GOAL:
Reproduce the lines below from the one that contains "Target: hanging sign" through the end, inclusive, and add nothing.

STORED DATA:
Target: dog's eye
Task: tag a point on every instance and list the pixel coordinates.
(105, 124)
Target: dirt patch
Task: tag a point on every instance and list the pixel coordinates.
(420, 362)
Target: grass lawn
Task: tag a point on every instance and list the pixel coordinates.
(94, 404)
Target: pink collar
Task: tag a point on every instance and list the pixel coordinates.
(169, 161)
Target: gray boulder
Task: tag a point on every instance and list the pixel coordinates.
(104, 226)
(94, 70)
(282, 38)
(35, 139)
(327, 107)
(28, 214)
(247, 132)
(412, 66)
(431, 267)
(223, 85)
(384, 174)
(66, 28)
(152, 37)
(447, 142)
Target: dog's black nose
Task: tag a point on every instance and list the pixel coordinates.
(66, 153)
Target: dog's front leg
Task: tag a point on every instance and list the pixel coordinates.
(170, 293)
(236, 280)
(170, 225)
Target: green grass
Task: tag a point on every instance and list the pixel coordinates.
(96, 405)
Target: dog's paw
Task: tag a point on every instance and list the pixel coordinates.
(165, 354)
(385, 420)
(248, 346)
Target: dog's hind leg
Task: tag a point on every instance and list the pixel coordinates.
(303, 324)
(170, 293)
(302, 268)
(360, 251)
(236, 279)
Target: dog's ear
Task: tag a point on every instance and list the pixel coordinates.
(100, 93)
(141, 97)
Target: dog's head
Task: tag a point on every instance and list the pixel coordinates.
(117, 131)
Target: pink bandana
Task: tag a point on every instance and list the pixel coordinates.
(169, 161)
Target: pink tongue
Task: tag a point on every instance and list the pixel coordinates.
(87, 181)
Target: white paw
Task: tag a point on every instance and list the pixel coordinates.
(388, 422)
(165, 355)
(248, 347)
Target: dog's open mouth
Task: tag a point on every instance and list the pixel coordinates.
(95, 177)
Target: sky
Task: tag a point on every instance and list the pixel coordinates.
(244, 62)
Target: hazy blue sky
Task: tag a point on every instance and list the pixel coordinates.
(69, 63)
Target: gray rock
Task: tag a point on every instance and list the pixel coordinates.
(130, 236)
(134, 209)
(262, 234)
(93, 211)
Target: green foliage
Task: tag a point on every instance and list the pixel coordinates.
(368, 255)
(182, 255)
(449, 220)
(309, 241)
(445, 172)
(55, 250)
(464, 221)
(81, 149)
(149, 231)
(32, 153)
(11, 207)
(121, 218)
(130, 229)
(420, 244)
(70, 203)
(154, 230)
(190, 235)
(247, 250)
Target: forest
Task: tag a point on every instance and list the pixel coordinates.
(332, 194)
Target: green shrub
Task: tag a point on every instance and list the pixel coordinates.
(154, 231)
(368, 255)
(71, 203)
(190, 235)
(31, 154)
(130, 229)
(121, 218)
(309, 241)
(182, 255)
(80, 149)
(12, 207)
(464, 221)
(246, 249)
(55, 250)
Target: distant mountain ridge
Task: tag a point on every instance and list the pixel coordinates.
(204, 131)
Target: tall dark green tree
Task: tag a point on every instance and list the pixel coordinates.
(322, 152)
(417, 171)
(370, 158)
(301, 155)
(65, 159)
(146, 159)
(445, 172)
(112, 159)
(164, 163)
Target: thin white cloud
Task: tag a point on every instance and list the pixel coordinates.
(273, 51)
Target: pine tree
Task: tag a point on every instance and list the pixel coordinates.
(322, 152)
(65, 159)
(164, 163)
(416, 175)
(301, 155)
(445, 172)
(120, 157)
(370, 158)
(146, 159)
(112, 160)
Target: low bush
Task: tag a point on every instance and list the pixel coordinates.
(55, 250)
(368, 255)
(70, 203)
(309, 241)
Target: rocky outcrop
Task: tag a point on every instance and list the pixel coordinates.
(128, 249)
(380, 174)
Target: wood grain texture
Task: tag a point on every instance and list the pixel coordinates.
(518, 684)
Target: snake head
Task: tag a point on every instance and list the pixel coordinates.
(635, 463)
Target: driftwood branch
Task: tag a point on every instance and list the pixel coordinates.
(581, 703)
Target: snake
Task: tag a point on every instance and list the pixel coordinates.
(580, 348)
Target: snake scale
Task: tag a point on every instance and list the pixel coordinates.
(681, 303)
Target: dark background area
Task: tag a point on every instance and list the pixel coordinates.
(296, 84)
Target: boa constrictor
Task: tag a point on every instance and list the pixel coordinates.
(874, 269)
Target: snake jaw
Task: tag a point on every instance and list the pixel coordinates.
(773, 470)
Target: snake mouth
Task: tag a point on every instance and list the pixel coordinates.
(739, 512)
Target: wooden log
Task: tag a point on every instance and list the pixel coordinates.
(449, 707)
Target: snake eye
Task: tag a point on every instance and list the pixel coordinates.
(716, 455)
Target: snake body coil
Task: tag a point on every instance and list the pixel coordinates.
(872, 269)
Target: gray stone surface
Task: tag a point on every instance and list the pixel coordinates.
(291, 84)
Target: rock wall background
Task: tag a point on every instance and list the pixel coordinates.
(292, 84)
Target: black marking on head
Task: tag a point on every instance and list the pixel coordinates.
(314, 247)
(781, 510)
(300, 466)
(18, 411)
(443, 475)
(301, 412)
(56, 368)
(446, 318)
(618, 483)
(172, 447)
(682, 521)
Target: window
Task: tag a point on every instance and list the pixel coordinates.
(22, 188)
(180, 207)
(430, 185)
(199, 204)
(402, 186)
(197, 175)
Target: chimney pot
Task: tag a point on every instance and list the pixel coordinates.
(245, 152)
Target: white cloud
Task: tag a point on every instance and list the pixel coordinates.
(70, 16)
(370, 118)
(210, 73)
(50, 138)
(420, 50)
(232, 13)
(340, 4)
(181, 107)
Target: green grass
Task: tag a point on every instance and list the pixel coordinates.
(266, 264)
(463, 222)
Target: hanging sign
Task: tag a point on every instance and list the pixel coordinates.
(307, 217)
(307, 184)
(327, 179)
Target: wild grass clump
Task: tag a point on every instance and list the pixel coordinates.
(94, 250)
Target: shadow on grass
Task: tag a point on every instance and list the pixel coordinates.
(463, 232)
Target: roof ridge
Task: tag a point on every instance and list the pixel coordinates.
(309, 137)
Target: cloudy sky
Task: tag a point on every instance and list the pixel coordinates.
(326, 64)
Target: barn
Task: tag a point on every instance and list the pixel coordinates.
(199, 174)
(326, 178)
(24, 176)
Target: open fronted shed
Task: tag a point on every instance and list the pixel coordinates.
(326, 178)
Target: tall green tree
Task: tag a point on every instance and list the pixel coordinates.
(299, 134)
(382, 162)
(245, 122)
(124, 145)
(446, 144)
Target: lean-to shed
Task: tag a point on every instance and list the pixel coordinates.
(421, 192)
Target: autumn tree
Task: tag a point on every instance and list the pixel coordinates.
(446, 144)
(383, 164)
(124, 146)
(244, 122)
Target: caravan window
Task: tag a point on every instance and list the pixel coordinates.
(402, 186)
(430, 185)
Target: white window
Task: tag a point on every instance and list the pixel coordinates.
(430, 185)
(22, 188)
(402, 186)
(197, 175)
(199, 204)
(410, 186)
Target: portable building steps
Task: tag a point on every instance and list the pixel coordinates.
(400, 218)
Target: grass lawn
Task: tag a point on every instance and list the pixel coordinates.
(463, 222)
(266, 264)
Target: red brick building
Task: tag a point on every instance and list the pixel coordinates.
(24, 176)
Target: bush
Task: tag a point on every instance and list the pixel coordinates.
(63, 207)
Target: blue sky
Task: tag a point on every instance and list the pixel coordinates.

WORKED ANSWER:
Target: hanging sign
Task: tag a point on every instance and list the pixel coordinates.
(307, 217)
(307, 184)
(327, 179)
Target: wild grass clump
Task: tag a point on every instance and list the pixel coordinates.
(94, 250)
Target: shadow on grass
Task: tag a point on every instance and list the pixel coordinates.
(463, 232)
Target: roof ridge
Task: tag a point on every instance and list the pixel coordinates.
(309, 137)
Target: cloudy sky
Task: tag a point on every instance and list the pixel coordinates.
(326, 64)
Target: barn
Task: tag a point on every instance and list the pixel coordinates.
(199, 174)
(326, 178)
(24, 176)
Target: open fronted shed
Task: tag a point on every instance and list the pixel coordinates.
(326, 178)
Target: tall green tree
Task: tag a point on every instance and list the pixel coordinates.
(299, 134)
(382, 162)
(245, 122)
(124, 145)
(446, 144)
Target: lean-to shed
Task: tag a point on every instance and list the pixel coordinates.
(421, 192)
Target: autumn tree
Task: tag a point on every instance and list the pixel coordinates.
(446, 144)
(383, 164)
(124, 146)
(244, 122)
Target: caravan window
Task: tag a point on every instance and list the pixel coordinates.
(402, 186)
(430, 185)
Target: white window
Task: tag a point on every instance and list the pixel coordinates.
(430, 185)
(22, 188)
(402, 186)
(197, 175)
(199, 204)
(410, 186)
Target: portable building steps
Task: tag a point on every instance and list the pixel coordinates.
(400, 218)
Target: grass lawn
Task: tag a point on every instance and list the pixel coordinates.
(463, 222)
(266, 264)
Target: red brick building
Task: tag a point on every instance and list the pixel coordinates.
(24, 176)
Target: bush
Task: tag a point on every instance and list the pixel coordinates.
(63, 207)
Target: blue sky
Task: tag a point on every instance and list the pixel coordinates.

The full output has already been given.